--- Start of Record list ---

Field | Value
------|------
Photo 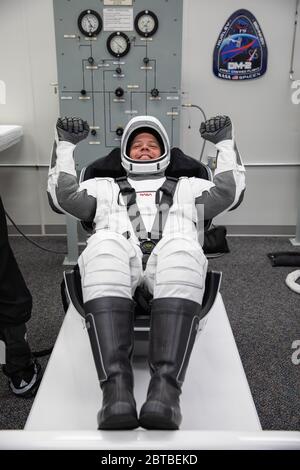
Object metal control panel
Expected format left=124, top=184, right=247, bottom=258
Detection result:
left=53, top=0, right=183, bottom=169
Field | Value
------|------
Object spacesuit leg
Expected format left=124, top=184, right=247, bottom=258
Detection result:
left=79, top=232, right=142, bottom=429
left=139, top=236, right=207, bottom=429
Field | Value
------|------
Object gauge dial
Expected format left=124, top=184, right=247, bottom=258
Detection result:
left=78, top=10, right=102, bottom=37
left=106, top=31, right=130, bottom=57
left=134, top=10, right=158, bottom=38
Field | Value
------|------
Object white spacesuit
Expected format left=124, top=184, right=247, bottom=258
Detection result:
left=48, top=116, right=245, bottom=429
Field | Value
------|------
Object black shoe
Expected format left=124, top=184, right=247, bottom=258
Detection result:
left=84, top=297, right=139, bottom=429
left=3, top=360, right=43, bottom=398
left=139, top=298, right=201, bottom=430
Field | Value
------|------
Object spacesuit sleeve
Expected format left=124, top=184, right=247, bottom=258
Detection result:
left=47, top=140, right=97, bottom=222
left=195, top=139, right=245, bottom=220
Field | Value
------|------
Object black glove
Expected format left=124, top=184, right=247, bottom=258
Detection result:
left=200, top=116, right=232, bottom=144
left=56, top=117, right=90, bottom=145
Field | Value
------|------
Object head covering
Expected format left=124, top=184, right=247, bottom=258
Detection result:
left=126, top=127, right=165, bottom=155
left=121, top=116, right=170, bottom=175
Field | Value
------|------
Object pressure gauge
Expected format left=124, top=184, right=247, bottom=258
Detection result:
left=106, top=31, right=130, bottom=57
left=134, top=10, right=158, bottom=38
left=78, top=10, right=102, bottom=37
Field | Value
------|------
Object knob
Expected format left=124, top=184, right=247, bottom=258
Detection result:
left=115, top=87, right=124, bottom=98
left=116, top=127, right=124, bottom=137
left=151, top=88, right=159, bottom=98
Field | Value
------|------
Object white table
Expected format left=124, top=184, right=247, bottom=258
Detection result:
left=0, top=125, right=23, bottom=152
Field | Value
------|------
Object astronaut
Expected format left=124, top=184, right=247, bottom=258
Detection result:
left=48, top=116, right=245, bottom=430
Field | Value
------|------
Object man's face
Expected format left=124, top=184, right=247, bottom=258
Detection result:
left=129, top=132, right=161, bottom=160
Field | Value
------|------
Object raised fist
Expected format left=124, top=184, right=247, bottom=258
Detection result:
left=56, top=117, right=90, bottom=145
left=200, top=116, right=232, bottom=144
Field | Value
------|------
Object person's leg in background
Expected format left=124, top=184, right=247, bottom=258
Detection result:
left=139, top=236, right=207, bottom=429
left=0, top=197, right=42, bottom=398
left=78, top=231, right=142, bottom=429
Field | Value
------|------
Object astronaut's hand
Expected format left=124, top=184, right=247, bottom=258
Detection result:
left=56, top=117, right=90, bottom=145
left=200, top=116, right=232, bottom=144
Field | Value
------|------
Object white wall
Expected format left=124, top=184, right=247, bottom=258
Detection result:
left=0, top=0, right=300, bottom=235
left=0, top=0, right=61, bottom=232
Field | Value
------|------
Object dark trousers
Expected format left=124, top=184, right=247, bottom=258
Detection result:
left=0, top=197, right=32, bottom=374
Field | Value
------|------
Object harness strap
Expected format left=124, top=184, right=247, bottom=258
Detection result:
left=115, top=176, right=178, bottom=248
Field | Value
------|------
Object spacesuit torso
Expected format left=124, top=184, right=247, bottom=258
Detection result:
left=48, top=116, right=245, bottom=304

--- End of Record list ---

*Exercise*
Write out all of the entries above word for word, leaving out the pictures.

*Solved problem*
Field | Value
------|------
Photo 
Object metal control panel
Expected format left=124, top=184, right=247, bottom=258
Detection result:
left=53, top=0, right=183, bottom=169
Field | Value
------|------
Object spacesuit leg
Expected format left=124, top=184, right=247, bottom=258
Detection result:
left=79, top=232, right=142, bottom=429
left=139, top=236, right=207, bottom=429
Field | Value
------|------
Object gauge dial
Expected format left=124, top=184, right=247, bottom=258
Detection result:
left=78, top=10, right=102, bottom=37
left=106, top=31, right=130, bottom=57
left=134, top=10, right=158, bottom=38
Field | Value
------|------
Object white spacesuit
Expected format left=124, top=184, right=247, bottom=258
Detection result:
left=48, top=116, right=245, bottom=429
Field | Value
------|------
Object black shoe
Expected format left=124, top=184, right=247, bottom=258
Detection result:
left=84, top=297, right=139, bottom=429
left=3, top=360, right=43, bottom=398
left=139, top=298, right=201, bottom=430
Field | Value
------|------
Object spacesuit sleeve
Expected format left=124, top=184, right=247, bottom=258
Detection result:
left=47, top=140, right=97, bottom=222
left=195, top=139, right=245, bottom=220
Field | Value
------|------
Object black glove
Expected format left=124, top=184, right=247, bottom=258
Detection result:
left=200, top=116, right=232, bottom=144
left=56, top=117, right=90, bottom=145
Field | Value
------|------
Object head covering
Expected format left=124, top=184, right=247, bottom=258
Detection result:
left=126, top=127, right=165, bottom=155
left=121, top=116, right=170, bottom=175
Field | Value
------|------
Object pressure gauge
Expected format left=124, top=184, right=247, bottom=258
Detection result:
left=106, top=31, right=130, bottom=57
left=134, top=10, right=158, bottom=38
left=78, top=10, right=102, bottom=37
Field | Value
------|------
Object knob
Expected format left=124, top=184, right=247, bottom=258
Detection result:
left=115, top=87, right=124, bottom=98
left=116, top=127, right=124, bottom=137
left=151, top=88, right=159, bottom=98
Field | Value
------|------
Object white table
Expected format left=124, top=184, right=247, bottom=258
Detection result:
left=0, top=125, right=23, bottom=152
Field | Value
------|------
Object astronaut
Expected format left=124, top=184, right=247, bottom=258
Detection result:
left=48, top=116, right=245, bottom=430
Field | Value
------|------
Object man's face
Expected format left=124, top=184, right=247, bottom=258
Detection result:
left=129, top=132, right=161, bottom=160
Field | Value
------|------
Object raised fist
Expected format left=124, top=184, right=247, bottom=258
Detection result:
left=56, top=117, right=90, bottom=145
left=200, top=116, right=232, bottom=144
Field | Value
------|------
Object person's leg in background
Expected format left=124, top=184, right=247, bottom=258
Detection result:
left=139, top=236, right=207, bottom=429
left=0, top=197, right=42, bottom=398
left=78, top=231, right=142, bottom=429
Field | Value
------|------
Object astronaut's hand
Expected format left=124, top=184, right=247, bottom=258
Detection result:
left=56, top=117, right=90, bottom=145
left=200, top=116, right=232, bottom=144
Field | Value
------|------
Object white wall
Expected format left=124, top=184, right=247, bottom=258
Detection result:
left=0, top=0, right=300, bottom=235
left=0, top=0, right=61, bottom=232
Field | Value
------|------
Object dark trousers
Expected format left=124, top=184, right=247, bottom=258
Detection result:
left=0, top=197, right=32, bottom=374
Field | Value
------|------
Object harness strap
Expected format left=124, top=184, right=247, bottom=258
Detection result:
left=115, top=176, right=178, bottom=248
Field | Value
------|------
Object spacesuit torso
Expected format left=124, top=184, right=247, bottom=258
Detection result:
left=48, top=116, right=245, bottom=304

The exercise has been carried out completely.